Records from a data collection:
(begin)
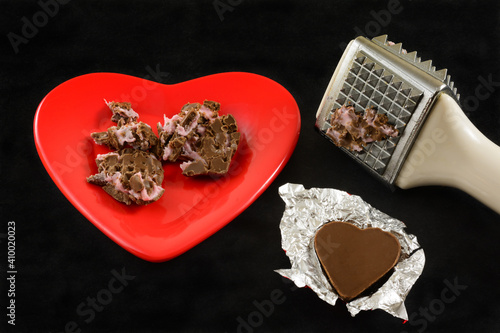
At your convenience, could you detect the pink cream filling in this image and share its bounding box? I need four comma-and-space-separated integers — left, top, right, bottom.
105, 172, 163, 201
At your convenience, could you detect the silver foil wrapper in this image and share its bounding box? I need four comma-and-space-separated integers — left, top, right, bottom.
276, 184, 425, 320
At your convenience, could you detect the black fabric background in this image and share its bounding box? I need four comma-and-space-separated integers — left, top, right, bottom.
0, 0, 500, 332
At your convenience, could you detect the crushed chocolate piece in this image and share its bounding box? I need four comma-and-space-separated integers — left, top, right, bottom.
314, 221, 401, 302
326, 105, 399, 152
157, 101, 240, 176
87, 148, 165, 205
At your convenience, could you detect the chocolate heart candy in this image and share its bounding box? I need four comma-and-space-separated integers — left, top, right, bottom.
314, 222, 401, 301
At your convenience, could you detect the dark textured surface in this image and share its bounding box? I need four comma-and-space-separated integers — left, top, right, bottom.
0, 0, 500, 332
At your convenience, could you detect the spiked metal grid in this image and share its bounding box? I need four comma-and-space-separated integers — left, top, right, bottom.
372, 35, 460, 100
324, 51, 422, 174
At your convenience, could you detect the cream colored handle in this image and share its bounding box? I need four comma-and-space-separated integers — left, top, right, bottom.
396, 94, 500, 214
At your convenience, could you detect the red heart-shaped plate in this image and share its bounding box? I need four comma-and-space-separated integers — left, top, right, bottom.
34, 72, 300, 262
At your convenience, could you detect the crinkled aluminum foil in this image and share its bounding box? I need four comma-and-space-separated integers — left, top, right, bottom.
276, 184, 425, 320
(end)
(begin)
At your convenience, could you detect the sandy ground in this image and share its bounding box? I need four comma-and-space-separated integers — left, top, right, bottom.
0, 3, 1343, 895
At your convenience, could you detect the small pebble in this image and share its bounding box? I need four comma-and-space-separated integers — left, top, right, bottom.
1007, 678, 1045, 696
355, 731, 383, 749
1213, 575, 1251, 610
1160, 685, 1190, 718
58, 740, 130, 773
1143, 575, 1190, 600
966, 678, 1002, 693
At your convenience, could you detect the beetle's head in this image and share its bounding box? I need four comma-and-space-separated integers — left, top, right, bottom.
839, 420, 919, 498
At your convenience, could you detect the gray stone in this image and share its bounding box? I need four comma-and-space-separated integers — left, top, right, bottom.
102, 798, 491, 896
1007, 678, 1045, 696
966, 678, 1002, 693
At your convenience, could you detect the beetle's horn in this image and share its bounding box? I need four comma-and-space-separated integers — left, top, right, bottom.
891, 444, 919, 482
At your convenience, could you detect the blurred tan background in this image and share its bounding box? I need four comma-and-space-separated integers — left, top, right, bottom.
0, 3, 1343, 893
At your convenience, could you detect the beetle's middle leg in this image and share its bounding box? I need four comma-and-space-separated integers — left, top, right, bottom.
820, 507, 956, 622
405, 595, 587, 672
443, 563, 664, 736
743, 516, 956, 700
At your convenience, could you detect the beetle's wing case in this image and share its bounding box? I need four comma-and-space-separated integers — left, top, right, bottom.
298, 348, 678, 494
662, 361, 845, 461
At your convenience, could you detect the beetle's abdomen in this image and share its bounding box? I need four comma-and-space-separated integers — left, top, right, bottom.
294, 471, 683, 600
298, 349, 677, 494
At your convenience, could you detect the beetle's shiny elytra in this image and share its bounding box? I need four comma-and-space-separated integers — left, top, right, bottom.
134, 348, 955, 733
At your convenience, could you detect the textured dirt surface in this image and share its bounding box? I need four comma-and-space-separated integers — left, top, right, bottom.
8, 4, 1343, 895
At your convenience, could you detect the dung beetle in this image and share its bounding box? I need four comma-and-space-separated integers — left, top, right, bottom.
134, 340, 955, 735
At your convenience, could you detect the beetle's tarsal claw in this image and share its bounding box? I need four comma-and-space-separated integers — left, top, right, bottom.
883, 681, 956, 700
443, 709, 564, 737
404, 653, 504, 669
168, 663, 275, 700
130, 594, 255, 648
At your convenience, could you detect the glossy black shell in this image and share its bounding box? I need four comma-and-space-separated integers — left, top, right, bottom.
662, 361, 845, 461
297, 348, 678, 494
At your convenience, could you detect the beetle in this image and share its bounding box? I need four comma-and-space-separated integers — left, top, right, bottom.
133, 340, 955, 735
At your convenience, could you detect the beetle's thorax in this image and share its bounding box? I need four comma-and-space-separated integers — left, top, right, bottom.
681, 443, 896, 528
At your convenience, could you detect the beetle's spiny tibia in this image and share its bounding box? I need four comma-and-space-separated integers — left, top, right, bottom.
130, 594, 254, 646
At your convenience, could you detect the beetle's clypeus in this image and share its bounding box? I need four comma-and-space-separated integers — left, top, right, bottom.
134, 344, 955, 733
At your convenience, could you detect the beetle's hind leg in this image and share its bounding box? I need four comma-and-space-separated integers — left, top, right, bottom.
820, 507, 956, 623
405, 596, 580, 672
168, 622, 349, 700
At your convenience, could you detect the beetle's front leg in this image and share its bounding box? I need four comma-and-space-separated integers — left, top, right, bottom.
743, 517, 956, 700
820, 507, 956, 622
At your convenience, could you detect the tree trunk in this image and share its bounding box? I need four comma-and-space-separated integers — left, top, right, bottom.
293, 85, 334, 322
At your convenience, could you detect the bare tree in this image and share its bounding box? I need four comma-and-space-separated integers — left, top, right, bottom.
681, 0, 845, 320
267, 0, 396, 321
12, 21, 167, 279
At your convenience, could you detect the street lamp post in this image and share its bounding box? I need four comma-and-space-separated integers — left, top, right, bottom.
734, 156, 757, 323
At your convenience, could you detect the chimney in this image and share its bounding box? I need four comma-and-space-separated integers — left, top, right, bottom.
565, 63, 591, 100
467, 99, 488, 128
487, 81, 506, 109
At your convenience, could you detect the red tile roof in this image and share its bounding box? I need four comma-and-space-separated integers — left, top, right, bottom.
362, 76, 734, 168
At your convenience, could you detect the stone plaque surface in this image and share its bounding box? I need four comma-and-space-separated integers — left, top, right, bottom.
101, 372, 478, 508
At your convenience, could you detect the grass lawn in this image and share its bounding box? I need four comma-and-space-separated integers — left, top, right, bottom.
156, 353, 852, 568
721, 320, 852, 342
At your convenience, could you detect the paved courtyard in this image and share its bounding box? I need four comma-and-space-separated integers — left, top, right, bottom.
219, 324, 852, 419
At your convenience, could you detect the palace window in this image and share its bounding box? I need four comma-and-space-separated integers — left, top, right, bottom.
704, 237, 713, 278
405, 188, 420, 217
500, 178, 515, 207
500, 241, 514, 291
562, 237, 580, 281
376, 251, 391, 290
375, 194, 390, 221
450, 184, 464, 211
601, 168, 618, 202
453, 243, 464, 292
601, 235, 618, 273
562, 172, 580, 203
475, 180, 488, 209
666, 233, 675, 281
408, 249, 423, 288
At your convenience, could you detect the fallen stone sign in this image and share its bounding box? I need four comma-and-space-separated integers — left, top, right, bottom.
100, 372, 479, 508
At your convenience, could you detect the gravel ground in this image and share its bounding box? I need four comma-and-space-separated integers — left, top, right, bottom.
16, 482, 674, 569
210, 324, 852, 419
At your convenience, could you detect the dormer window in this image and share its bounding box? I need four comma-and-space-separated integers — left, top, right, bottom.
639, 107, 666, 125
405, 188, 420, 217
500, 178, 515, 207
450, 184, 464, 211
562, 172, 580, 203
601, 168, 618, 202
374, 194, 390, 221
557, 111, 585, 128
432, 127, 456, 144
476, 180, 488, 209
(end)
--- Directions ---
Please return everything in the data above from the line containing "At your convenience, could you detect the tree" down to the line containing "101, 372, 478, 508", both included, without changing a character.

--- Answer to this problem ---
At your convenience, could you detect the tree trunk in this image and share its bounding box? I need four comma-and-space-separated integers — left, top, right, bottom.
293, 85, 334, 322
At your convenience, could you detect the bare tree in this image and share its bounding box? I need four comma-and-space-separated integers — left, top, right, bottom.
681, 0, 845, 320
267, 0, 396, 321
12, 21, 167, 279
At your convenience, could you detect the street lamp post in this image and share its bounding box? I need four comma-and-space-separated integers — left, top, right, bottom.
734, 156, 757, 323
At your convenience, could you detect the chimney in this image and share its bounding box? I need four comma-and-space-separated integers — left, top, right, bottom.
565, 63, 591, 100
467, 99, 488, 128
487, 81, 506, 109
At your convenience, could you detect the red tile roof in this image and share its bounding box? I need four comma-and-space-separated integers — left, top, right, bottom.
362, 76, 734, 168
At your convenience, could you detect the stone plaque surface in this image and share its bounding box? I need four comma-and-space-separated integers — left, top, right, bottom.
101, 372, 478, 508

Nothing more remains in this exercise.